**Te analyseren tekst:**
+ + + +

6. Uit het ondernemingsplan blijkt niet op welke specifieke markt eisers onderneming is gericht. Er wordt slechts gesproken over de “risico management branche”, terwijl ter zitting is gebleken dat eiser zich niet op de gehele risico management branche richt, maar specifiek op de financiële risico management branche. Uit eisers toelichting op zitting blijkt dat daar onder meer onder moet worden verstaan: creditmanagement, business interruption, balance sheet risk management en risk based finance. Dit is dus de specifieke markt waar eiser zich op richt met zijn onderneming, maar dit blijkt onvoldoende uit het ondernemingsplan.
7. Daarnaast is niet duidelijk beschreven op welke geografische markt eiser zich richt. Ter zitting stelt eiser namelijk dat hij zich primair op Nederland richt, maar daarnaast ook op andere landen zoals Turkije, Italië en Groot-Brittannië. Dit is echter niet uitgewerkt in het ondernemingsplan en de marktanalyse. Het is dus niet duidelijk op welke geografische markt eiser zich precies richt. Daarnaast is de doelgroep van de onderneming van eiser in het ondernemingsplan beschreven als het midden- en kleinbedrijf, dat hij zelf definieert als 99 procent van de Nederlandse bedrijven. Tijdens de zitting stelt eiser echter dat hij zich daarnaast ook richt op grote bedrijven zoals ABN AMRO. Hieruit leidt de rechtbank af dat zijn doelgroep ‘alle bedrijven in Nederland’ is. Verweerder heeft dit niet ten onrechte als een te algemene beschrijving van de doelgroep van eisers onderneming aangemerkt.
8. Ten aanzien van het onderscheidend vermogen van de onderneming stelt eiser dat hij zich, in tegenstelling tot andere consultancy bedrijven, richt op het opbouwen van kwalitatieve en langdurige relaties met zijn klanten. De rechtbank oordeelt dat verweerder dit terecht als onvoldoende specifiek heeft beschouwd. Het is namelijk niet duidelijk hoe eiser zich hiermee onderscheid van andere ondernemingen in Nederland, temeer omdat er geen vergelijking met concurrenten is gemaakt in het ondernemingsplan. Onder het kopje ‘Competition’ staat namelijk alleen dat er een Google zoekopdracht is gedaan naar ‘Risico management Utrecht’ en dat dit heel weinig resultaat opleverde. Daarna worden er twee bedrijven genoemd. Over het ‘Nederlands Adviesbureau voor Risicomanagement vest. Utrecht’ wordt enkel vermeld dat er geen website is en over AON wordt geconcludeerd dat het door de grootte niet kan worden vergeleken met de onderneming van eiser. De rechtbank oordeelt dat verweerder dit onvoldoende heeft mogen vinden voor het vereiste van een concurrentieanalyse. Ter zitting stelt eiser nog dat er geen concurrenten zijn in de specifieke markt waarin hij opereert, maar deze stelling heeft hij op geen enkele manier onderbouwd.

+ + + +

**Met deze informatie:**
[A] Welke onderdelen vallen volgens de toelichting die eiser ter zitting gaf onder de financiële risico management branche? Noem ze allemaal, zoals de tekst over het ondernemingsplan ze vermeldt.
[B] Schrijf de tekst over het ondernemingsplan alstublieft verder, te beginnen na de laatste zin.

**Aangeleverd materiaal:**

+ + + +

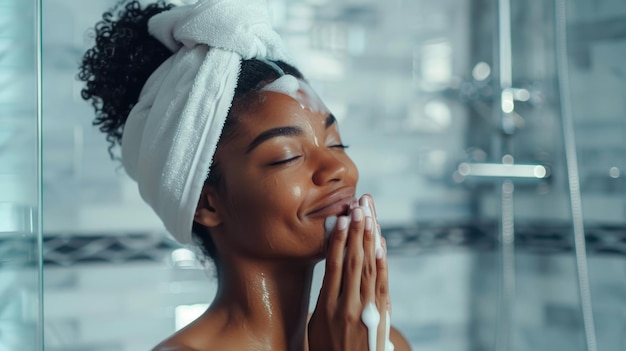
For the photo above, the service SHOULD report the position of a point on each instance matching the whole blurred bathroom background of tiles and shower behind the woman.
(492, 134)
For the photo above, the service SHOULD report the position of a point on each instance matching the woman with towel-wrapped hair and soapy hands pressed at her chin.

+ + + +

**Resultaten:**
[A] creditmanagement, business interruption, balance sheet risk management en risk based finance

[B]
9. Tot slot blijkt onvoldoende uit het ondernemingsplan wat het prijsbeleid van eisers onderneming is. Er wordt niet gespecificeerd welke tarieven eisers concurrenten hanteren in de specifieke branche waar hij zich op richt. Het enkel noemen van zijn eigen prijzen heeft verweerder als onvoldoende mogen aanmerken.
10. Op grond van het voorgaande concludeert de rechtbank dat het ondernemingsplan van de onderneming van eiser een ontoereikende markt- en concurrentieanalyse bevat. De beroepsgrond slaagt daarom niet.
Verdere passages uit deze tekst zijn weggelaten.